[[ DATA IN THIS EXERCISE, beginning ]]
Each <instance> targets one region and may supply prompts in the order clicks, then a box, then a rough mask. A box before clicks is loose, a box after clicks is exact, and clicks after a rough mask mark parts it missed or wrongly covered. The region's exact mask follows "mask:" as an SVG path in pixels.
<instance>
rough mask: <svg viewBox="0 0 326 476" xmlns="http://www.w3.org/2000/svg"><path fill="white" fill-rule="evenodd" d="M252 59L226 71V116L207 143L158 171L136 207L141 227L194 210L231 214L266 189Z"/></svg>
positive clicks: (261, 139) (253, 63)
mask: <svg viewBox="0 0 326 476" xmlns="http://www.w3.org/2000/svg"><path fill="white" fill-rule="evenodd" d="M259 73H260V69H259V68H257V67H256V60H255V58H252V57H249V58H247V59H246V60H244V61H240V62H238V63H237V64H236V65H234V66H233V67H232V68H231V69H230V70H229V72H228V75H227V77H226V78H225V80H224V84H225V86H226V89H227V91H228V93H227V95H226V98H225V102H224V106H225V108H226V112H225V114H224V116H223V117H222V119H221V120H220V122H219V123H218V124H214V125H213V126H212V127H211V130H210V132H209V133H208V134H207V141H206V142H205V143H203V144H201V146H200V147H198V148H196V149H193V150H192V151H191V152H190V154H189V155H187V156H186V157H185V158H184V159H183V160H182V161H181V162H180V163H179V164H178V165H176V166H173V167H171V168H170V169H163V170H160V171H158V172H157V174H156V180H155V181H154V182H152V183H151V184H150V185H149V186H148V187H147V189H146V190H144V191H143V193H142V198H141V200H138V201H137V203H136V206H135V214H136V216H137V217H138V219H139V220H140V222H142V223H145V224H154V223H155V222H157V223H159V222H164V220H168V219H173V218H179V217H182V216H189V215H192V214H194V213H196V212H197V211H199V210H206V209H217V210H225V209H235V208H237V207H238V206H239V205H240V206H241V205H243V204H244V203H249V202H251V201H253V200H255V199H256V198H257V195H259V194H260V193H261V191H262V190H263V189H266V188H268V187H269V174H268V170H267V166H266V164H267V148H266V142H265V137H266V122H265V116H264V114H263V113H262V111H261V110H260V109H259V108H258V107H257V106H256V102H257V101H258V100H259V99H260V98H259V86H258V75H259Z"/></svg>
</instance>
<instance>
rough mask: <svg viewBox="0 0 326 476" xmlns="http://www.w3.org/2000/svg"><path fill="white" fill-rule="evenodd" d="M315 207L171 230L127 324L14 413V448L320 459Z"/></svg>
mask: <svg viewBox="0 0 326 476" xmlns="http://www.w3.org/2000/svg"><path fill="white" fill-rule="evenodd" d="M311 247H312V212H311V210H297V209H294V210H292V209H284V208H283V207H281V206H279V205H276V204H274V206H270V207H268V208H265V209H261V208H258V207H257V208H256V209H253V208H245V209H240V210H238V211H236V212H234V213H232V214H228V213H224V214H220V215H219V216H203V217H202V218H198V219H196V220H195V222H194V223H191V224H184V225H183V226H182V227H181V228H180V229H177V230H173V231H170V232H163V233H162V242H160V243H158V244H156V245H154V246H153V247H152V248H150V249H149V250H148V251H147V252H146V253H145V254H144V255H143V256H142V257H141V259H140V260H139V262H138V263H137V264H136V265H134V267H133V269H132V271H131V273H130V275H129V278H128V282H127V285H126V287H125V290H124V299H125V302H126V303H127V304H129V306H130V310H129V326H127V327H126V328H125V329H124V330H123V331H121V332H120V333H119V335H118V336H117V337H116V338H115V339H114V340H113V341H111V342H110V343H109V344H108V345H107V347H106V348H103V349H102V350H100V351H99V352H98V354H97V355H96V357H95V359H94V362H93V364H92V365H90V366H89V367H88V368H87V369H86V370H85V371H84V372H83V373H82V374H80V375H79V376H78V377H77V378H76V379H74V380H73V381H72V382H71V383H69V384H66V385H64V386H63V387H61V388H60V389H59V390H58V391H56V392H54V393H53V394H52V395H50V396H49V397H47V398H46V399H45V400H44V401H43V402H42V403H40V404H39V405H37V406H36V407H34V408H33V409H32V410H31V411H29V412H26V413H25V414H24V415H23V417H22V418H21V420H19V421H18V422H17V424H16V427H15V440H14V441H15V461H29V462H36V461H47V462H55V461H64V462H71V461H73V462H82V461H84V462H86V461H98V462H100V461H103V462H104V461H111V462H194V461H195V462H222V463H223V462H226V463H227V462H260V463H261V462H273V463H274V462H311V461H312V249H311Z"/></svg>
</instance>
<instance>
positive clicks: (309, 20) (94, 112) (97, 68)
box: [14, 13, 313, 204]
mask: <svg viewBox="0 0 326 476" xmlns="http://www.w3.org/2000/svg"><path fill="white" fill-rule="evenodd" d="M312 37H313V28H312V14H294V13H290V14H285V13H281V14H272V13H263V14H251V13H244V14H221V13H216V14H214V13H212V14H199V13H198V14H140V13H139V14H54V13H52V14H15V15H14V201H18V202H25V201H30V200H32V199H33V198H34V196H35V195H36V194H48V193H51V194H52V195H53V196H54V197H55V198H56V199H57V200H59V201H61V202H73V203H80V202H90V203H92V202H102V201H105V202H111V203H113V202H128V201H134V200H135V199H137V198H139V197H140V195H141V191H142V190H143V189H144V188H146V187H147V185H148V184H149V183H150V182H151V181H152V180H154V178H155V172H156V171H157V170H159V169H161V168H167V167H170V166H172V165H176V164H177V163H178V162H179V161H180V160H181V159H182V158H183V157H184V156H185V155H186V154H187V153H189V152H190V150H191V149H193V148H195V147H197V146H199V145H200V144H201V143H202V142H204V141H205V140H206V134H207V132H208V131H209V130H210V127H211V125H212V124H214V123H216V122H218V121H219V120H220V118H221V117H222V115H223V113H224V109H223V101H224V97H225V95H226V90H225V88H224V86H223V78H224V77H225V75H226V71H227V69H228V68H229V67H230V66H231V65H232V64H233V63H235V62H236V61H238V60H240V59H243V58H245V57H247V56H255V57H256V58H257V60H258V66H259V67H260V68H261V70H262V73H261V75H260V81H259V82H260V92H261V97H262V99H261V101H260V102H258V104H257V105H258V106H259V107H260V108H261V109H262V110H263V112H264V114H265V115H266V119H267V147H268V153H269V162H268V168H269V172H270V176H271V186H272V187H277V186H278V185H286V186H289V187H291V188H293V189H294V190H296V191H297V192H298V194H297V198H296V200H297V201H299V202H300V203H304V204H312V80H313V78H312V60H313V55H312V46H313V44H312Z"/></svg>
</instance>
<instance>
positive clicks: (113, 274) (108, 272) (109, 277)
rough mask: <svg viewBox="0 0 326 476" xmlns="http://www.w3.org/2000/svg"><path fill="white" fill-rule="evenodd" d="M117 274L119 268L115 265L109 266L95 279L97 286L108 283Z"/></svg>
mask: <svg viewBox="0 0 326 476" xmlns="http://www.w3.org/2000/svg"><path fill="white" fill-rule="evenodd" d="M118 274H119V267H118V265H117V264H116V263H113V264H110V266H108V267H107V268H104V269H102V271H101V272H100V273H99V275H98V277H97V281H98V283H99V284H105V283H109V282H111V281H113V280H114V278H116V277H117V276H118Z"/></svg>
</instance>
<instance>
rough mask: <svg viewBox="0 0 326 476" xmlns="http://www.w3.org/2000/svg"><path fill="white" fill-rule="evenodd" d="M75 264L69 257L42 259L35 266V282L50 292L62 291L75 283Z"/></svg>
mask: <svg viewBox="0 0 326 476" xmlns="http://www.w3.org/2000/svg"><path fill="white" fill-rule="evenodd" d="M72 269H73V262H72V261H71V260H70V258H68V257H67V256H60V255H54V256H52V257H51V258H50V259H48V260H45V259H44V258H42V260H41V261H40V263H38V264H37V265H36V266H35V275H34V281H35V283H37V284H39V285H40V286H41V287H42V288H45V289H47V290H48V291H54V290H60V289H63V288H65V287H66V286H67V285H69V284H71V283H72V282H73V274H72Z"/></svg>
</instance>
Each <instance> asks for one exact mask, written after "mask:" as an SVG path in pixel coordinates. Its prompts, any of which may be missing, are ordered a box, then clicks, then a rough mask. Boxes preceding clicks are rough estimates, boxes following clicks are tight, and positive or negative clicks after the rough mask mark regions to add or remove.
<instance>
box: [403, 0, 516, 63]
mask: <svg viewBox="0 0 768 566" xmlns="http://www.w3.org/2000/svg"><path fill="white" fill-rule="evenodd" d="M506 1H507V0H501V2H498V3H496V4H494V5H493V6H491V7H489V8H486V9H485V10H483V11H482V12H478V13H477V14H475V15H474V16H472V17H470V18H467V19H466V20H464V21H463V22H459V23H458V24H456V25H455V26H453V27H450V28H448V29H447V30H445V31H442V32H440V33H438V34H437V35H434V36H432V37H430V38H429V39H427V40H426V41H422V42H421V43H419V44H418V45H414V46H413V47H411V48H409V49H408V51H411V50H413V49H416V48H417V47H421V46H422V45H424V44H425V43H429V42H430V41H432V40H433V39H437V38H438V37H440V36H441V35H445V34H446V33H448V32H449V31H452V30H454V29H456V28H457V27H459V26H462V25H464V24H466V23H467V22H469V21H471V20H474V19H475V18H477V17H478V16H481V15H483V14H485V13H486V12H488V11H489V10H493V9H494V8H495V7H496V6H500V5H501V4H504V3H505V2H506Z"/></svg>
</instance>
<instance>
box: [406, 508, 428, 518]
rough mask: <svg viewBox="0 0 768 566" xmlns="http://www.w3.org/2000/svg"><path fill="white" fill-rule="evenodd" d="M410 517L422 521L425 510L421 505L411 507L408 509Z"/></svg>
[[ DATA IN THIS EXERCISE, end ]]
INSTRUCTION: Edit the lines from the first one through the line with "positive clicks: (261, 139) (253, 63)", replacing "rough mask" with "coarse mask" and leaving everything else as it is.

PROBLEM SOLUTION:
Each <instance> targets one region and may supply prompts in the order clicks, then a box, then a coarse mask. A box before clicks is loose, a box after clicks is exact, and clicks after a coarse mask mark parts it missed or wrongly covered. The region's exact mask follows "mask:" as an SVG path in pixels.
<instance>
coarse mask: <svg viewBox="0 0 326 476" xmlns="http://www.w3.org/2000/svg"><path fill="white" fill-rule="evenodd" d="M252 59L226 71V116L207 143L158 171L136 207L141 227L194 210L231 214L266 189Z"/></svg>
positive clicks: (261, 139) (253, 63)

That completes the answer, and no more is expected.